# What to do
Extract the line that contains "A single point marks each instance of the sheep head, shaped" and every line after it through the end of the records below, exactly as written, leaving out any pictures.

::::::::::

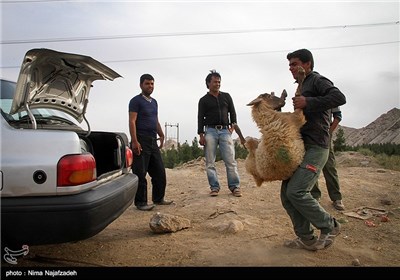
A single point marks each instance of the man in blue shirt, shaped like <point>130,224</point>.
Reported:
<point>144,128</point>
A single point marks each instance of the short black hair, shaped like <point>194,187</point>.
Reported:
<point>213,73</point>
<point>146,77</point>
<point>304,55</point>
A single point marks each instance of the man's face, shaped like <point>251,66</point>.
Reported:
<point>147,87</point>
<point>294,64</point>
<point>214,84</point>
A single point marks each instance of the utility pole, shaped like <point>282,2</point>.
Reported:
<point>176,125</point>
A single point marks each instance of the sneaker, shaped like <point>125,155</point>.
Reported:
<point>338,205</point>
<point>236,192</point>
<point>163,202</point>
<point>326,240</point>
<point>299,243</point>
<point>214,193</point>
<point>145,207</point>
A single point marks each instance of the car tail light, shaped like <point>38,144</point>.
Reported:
<point>74,170</point>
<point>129,157</point>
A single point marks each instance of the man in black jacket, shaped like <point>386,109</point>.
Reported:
<point>216,119</point>
<point>317,96</point>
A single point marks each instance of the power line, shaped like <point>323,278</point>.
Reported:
<point>233,54</point>
<point>180,34</point>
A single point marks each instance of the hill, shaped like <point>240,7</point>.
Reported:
<point>385,129</point>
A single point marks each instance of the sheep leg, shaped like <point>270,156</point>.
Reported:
<point>239,132</point>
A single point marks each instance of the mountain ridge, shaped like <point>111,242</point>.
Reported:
<point>385,129</point>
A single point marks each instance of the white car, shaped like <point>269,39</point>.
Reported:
<point>59,181</point>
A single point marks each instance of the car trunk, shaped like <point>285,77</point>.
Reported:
<point>108,149</point>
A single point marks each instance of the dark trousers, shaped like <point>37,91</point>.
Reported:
<point>149,161</point>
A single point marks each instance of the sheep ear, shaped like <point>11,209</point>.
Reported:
<point>255,101</point>
<point>284,95</point>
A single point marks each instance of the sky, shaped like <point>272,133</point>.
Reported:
<point>354,44</point>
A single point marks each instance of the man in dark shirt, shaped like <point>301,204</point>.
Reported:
<point>216,119</point>
<point>329,170</point>
<point>144,128</point>
<point>318,96</point>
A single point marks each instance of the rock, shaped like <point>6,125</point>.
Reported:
<point>166,223</point>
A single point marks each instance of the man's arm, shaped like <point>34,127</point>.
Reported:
<point>239,132</point>
<point>161,134</point>
<point>136,147</point>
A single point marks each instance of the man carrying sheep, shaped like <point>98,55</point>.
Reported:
<point>216,120</point>
<point>318,96</point>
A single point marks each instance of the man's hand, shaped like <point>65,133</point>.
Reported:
<point>136,147</point>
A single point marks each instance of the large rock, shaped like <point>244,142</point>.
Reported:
<point>166,223</point>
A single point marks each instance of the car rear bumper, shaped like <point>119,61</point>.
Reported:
<point>59,219</point>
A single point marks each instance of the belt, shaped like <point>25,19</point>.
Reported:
<point>218,126</point>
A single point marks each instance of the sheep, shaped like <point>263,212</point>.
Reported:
<point>281,149</point>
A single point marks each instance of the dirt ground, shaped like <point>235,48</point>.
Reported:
<point>262,225</point>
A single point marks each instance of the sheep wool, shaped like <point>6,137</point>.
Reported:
<point>281,149</point>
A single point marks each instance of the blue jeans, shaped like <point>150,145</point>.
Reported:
<point>223,139</point>
<point>297,200</point>
<point>149,162</point>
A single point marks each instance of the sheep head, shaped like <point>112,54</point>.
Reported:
<point>270,100</point>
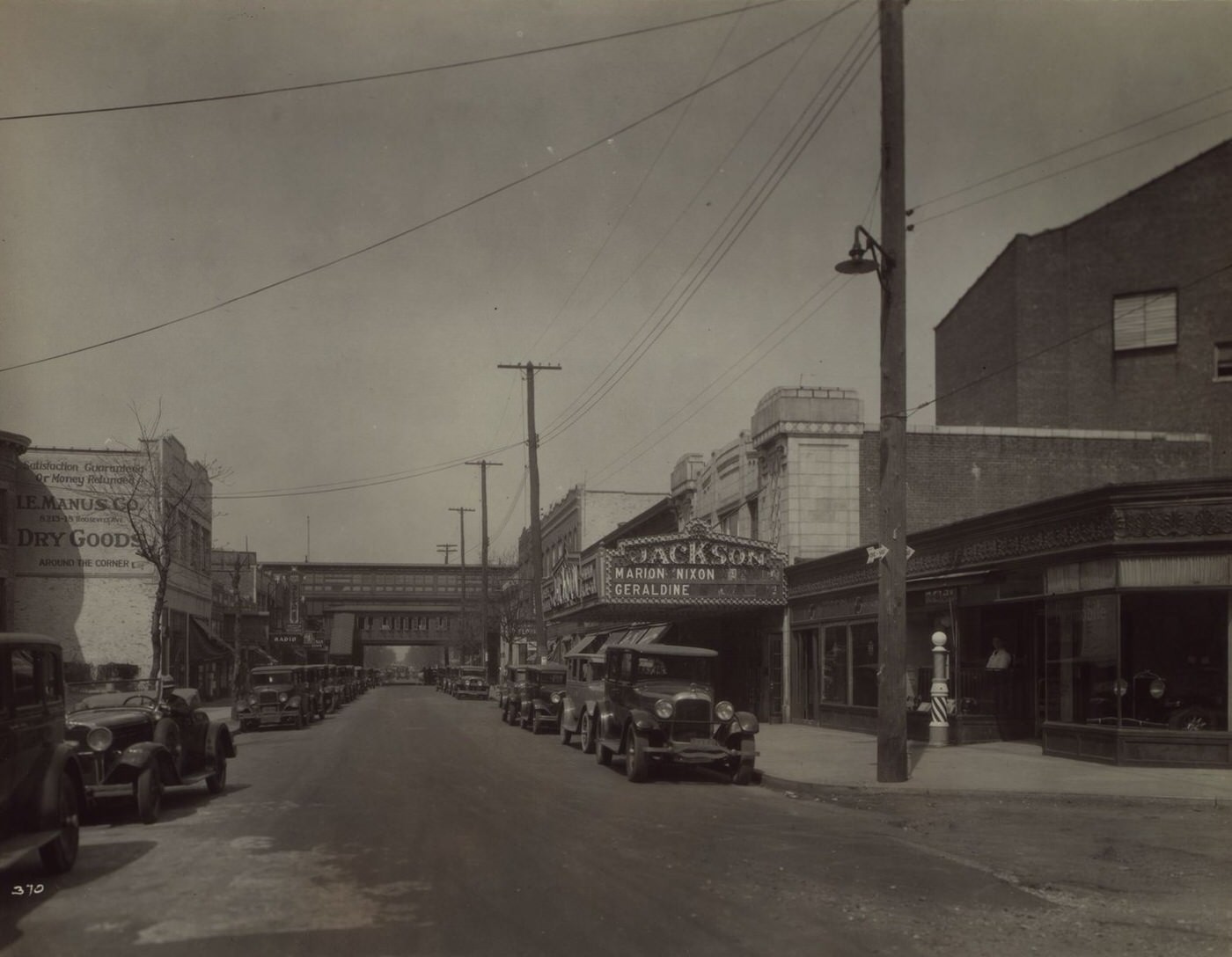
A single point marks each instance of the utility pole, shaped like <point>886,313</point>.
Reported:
<point>462,618</point>
<point>892,495</point>
<point>536,530</point>
<point>490,651</point>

::::::::::

# Solution to the exercise
A single point marks each instance of the sheep head, shaped like <point>112,54</point>.
Reported:
<point>270,100</point>
A single point marks each instance of the utility pole, shaped like <point>886,313</point>.
Reported:
<point>462,618</point>
<point>892,495</point>
<point>536,530</point>
<point>490,651</point>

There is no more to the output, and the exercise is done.